◆ **WHAT IS NEEDED**:
Print, unchanged, the lines of the listing below from the line holding "TARGET = light switch" through the final line of the listing, inclusive.

● ● ●

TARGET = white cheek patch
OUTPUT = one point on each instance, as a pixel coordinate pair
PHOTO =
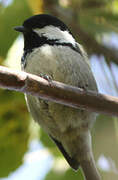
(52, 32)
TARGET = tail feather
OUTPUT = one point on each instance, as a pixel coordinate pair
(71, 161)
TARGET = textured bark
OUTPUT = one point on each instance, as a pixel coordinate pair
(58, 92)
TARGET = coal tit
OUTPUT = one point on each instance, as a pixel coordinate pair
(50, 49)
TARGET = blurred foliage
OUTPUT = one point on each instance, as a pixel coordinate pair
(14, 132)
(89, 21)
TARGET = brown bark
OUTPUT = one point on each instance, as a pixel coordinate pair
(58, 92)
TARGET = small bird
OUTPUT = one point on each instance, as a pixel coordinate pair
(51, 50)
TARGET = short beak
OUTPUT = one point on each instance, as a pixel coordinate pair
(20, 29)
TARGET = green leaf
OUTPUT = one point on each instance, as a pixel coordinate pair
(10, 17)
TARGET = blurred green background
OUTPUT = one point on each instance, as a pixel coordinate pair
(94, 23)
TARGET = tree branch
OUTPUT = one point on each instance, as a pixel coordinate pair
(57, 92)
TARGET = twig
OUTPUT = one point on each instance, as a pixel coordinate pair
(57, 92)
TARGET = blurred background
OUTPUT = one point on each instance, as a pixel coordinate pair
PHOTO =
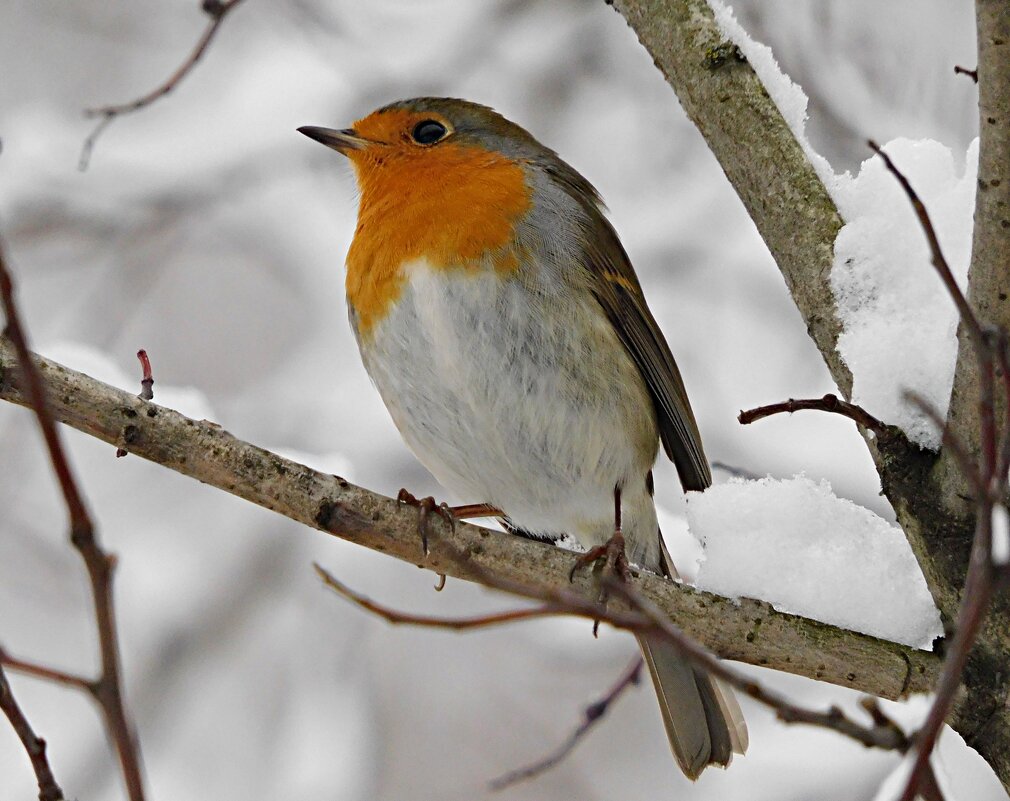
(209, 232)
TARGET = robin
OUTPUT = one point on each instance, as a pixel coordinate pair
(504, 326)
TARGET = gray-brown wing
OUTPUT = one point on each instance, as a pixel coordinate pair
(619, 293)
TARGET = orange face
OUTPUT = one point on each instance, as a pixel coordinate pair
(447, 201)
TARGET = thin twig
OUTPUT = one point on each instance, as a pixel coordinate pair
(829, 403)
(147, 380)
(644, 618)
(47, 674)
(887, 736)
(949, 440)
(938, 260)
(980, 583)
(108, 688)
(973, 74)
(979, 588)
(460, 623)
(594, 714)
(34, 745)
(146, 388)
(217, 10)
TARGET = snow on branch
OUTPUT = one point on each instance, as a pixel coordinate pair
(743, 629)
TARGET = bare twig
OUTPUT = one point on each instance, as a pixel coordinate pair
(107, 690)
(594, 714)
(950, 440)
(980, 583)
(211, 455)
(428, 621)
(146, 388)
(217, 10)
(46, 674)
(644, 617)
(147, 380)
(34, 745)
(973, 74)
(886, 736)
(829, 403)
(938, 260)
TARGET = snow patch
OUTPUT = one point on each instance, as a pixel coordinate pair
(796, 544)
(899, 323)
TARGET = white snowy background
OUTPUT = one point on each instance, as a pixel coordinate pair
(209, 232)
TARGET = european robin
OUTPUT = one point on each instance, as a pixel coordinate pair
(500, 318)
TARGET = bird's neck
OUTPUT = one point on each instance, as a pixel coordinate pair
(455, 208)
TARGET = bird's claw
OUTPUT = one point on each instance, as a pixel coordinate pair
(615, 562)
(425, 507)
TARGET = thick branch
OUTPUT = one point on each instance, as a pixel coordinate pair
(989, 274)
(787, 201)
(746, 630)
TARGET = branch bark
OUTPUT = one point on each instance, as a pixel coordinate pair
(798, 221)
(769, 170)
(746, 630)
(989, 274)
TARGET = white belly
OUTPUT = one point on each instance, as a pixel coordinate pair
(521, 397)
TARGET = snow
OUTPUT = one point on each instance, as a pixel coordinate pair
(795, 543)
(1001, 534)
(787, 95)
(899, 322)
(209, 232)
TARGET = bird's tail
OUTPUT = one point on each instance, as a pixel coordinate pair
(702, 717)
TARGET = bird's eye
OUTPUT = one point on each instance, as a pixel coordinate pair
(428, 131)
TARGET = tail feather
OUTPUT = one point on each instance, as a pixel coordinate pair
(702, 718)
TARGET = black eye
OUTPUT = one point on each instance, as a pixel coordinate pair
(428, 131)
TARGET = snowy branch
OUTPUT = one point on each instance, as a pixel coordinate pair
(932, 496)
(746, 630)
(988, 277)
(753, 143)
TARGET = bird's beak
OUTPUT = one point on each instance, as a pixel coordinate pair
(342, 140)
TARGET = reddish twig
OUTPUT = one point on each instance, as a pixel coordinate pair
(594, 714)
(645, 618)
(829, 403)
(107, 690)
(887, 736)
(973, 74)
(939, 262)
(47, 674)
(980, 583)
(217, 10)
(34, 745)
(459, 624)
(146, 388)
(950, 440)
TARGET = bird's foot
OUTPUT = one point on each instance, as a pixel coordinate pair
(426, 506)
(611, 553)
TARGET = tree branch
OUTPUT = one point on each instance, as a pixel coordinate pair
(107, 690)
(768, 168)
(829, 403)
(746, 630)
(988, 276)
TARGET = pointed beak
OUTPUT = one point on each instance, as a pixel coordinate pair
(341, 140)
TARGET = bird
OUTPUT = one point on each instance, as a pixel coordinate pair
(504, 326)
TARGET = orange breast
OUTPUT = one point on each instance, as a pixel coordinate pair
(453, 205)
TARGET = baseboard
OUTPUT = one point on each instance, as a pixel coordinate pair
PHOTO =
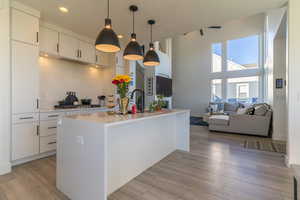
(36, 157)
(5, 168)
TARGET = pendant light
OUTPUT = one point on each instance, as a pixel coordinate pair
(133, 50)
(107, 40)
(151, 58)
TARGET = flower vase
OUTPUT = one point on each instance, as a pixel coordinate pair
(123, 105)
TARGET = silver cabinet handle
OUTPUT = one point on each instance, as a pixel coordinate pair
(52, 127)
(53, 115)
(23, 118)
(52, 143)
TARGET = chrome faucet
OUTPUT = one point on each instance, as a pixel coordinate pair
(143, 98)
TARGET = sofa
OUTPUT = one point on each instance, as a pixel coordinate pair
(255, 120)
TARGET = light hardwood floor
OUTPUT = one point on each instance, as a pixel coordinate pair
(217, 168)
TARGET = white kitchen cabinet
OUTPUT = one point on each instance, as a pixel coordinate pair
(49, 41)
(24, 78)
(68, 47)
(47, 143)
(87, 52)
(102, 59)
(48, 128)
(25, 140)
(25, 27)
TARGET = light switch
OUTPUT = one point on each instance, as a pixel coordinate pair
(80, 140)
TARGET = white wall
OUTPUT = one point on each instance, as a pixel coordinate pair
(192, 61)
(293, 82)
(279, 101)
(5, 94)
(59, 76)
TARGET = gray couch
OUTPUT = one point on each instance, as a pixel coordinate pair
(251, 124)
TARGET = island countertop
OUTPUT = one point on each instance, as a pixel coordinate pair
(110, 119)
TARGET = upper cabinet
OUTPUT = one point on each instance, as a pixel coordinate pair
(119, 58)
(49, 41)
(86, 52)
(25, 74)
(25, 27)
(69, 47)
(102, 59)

● ● ●

◆ **SOLVED EXERCISE**:
TARGET = light switch
OUTPUT = one point on each instance, as a pixel coordinate pair
(80, 140)
TARGET = white wall
OUTPUT = one point on each instance, as a pixel coordinate pair
(192, 61)
(293, 82)
(279, 101)
(5, 94)
(59, 76)
TARGET = gray couch
OUTPUT = one point on each instance, as a pixel coordinate pair
(251, 124)
TARGET = island countertop
OUTPUT = one point on each instance, as a pixel coordinate pair
(110, 119)
TARGET = upper cabinet
OUTPUT = one point on each instance, as a pixel coordinate pair
(119, 58)
(49, 41)
(86, 52)
(25, 74)
(25, 27)
(69, 47)
(102, 59)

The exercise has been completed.